Task requirements:
A: According to the passage on The Metamorphosis, why did Gregor's worth disappear in the eyes of others? Answer in one to three sentences.
B: Quote the passage on The Metamorphosis word for word, starting at "At its heart, The" and ending at "no longer helpful?".

Article:

================================

In Gregor’s story, we don’t just see a man turned into a bug. We see ourselves. Our fears. Our silent suffering. Our longing for love that remains, even when everything else is lost.
At its heart, The Metamorphosis is a story of silent suffering. It speaks about what happens when someone becomes invisible to the people they love. Gregor gave his whole life to his family, sacrificing his dreams, his comfort, even his health. But the moment he needed care, he became a burden. Not a son. Not a brother. Just “it.”
Kafka shows us how fragile love can be when it’s based only on usefulness. When Gregor could no longer earn, his worth disappeared in the eyes of others. The story quietly asks: Is love still love when it vanishes the moment you’re no longer helpful?
It also explores identity and isolation. Gregor’s physical transformation only revealed what was already true—he was alone, unappreciated, and unseen long before he became an insect. His silent cries for connection, his desperate need for kindness, went unheard.

================================

Available data:
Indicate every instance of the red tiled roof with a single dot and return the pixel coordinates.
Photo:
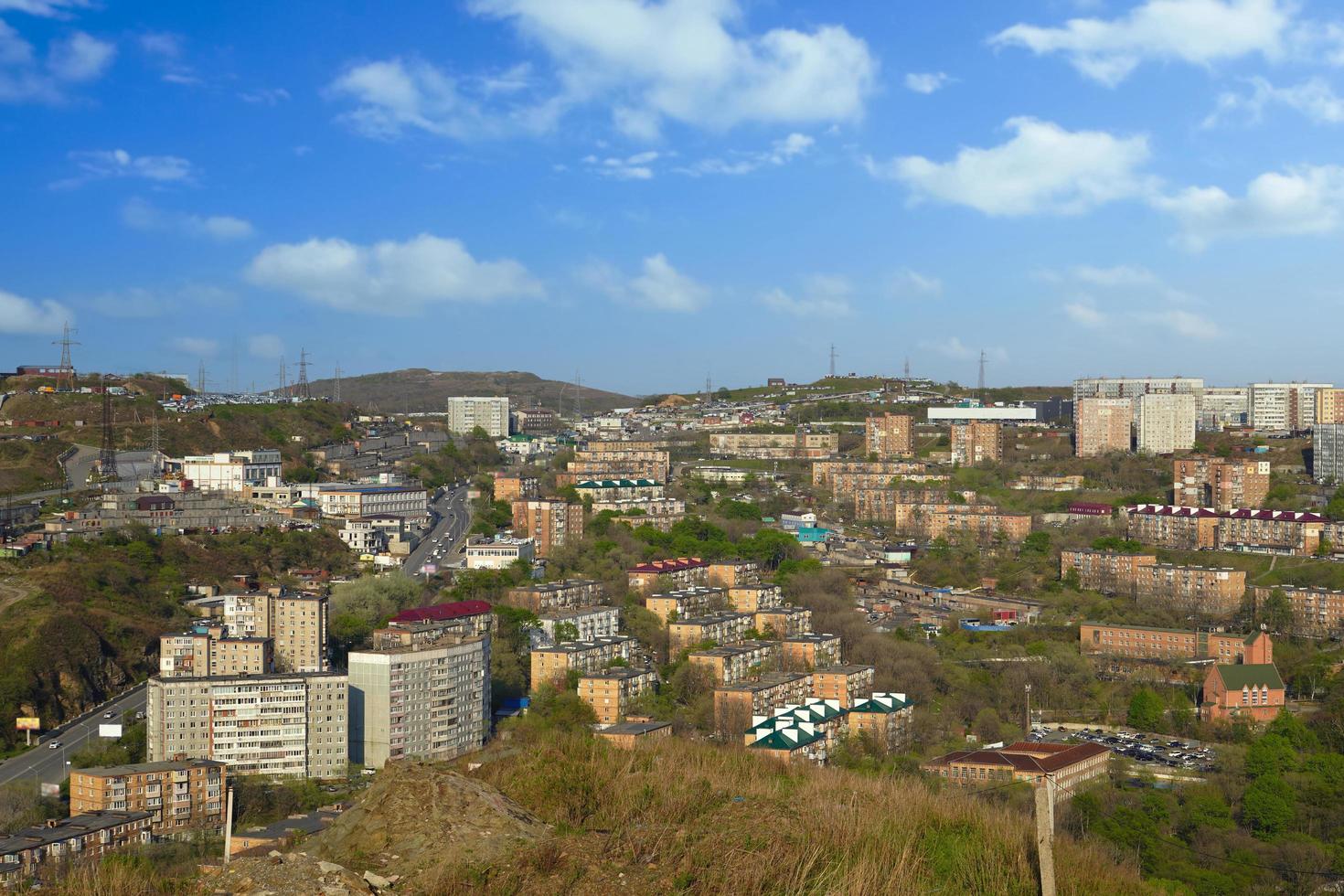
(441, 612)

================================

Results:
A: Gregor's worth disappeared because the love around him was based only on usefulness. Once he could no longer earn, he stopped being valued. The moment he needed care, he was treated as a burden rather than as a son or brother.

B:
At its heart, The Metamorphosis is a story of silent suffering. It speaks about what happens when someone becomes invisible to the people they love. Gregor gave his whole life to his family, sacrificing his dreams, his comfort, even his health. But the moment he needed care, he became a burden. Not a son. Not a brother. Just “it.”
Kafka shows us how fragile love can be when it’s based only on usefulness. When Gregor could no longer earn, his worth disappeared in the eyes of others. The story quietly asks: Is love still love when it vanishes the moment you’re no longer helpful?